Dataset rows on where objects appear:
● ● ● ● ● ● ●
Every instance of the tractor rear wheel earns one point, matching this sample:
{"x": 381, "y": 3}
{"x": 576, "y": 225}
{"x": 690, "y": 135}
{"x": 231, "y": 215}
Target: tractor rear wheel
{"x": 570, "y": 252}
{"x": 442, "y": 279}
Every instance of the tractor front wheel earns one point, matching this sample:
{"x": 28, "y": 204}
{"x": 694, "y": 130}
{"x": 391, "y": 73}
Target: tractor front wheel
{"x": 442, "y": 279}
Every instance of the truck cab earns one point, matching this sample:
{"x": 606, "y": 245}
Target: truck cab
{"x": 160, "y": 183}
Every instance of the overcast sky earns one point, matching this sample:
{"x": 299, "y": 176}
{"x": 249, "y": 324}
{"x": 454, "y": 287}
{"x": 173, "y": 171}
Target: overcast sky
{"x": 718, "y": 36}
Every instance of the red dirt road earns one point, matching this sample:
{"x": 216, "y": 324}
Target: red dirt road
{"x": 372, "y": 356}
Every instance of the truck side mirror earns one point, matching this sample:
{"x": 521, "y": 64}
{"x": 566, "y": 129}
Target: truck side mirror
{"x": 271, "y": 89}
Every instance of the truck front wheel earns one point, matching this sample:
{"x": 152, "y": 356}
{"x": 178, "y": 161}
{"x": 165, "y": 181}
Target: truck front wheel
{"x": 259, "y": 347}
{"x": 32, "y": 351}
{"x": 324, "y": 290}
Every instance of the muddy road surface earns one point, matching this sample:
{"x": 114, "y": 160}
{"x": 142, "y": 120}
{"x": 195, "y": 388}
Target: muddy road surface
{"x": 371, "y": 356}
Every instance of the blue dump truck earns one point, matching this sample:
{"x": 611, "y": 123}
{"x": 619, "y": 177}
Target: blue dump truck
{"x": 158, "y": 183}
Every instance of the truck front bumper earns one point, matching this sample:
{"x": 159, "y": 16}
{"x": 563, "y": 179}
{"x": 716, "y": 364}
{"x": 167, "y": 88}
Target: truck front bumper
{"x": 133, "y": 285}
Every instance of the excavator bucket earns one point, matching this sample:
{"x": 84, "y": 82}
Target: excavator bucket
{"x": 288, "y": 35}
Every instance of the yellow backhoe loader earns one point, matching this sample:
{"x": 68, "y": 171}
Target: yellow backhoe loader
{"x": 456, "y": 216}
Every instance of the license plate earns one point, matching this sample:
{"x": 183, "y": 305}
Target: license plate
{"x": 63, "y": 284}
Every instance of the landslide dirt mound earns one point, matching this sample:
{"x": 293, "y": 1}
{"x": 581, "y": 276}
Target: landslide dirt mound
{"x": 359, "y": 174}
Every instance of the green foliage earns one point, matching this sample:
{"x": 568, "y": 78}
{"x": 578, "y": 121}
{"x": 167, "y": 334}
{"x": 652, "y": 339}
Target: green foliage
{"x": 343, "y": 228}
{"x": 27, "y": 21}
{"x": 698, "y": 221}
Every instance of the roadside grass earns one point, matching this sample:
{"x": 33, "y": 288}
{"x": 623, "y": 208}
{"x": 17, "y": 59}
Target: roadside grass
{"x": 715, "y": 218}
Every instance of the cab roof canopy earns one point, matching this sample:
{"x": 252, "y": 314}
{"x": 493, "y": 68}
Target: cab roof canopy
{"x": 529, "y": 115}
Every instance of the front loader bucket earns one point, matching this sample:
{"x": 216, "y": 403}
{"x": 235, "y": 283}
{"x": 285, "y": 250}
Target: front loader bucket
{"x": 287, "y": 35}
● ● ● ● ● ● ●
(Task requirements)
Word for word, quote the lines from the line containing "Every instance of the landslide" through the end of the material, both included, and nothing else.

(Exercise response)
Every instance of the landslide dirt mound earns one point, matching this sample:
{"x": 293, "y": 1}
{"x": 581, "y": 276}
Target: landslide dirt mound
{"x": 359, "y": 174}
Every instance of the green foliage earns one point, matching this sample:
{"x": 568, "y": 78}
{"x": 578, "y": 121}
{"x": 167, "y": 334}
{"x": 652, "y": 339}
Target: green foliage
{"x": 343, "y": 228}
{"x": 27, "y": 21}
{"x": 698, "y": 221}
Every instance of the roadside grass earns one point, matching this sample:
{"x": 33, "y": 288}
{"x": 623, "y": 208}
{"x": 17, "y": 59}
Target: roadside grass
{"x": 715, "y": 218}
Every instance of the cab roof canopy earns one point, matching this sample:
{"x": 252, "y": 314}
{"x": 493, "y": 68}
Target: cab roof canopy
{"x": 529, "y": 115}
Every instance of the front loader bucket earns one point, matching this sample:
{"x": 216, "y": 403}
{"x": 235, "y": 283}
{"x": 285, "y": 250}
Target: front loader bucket
{"x": 287, "y": 35}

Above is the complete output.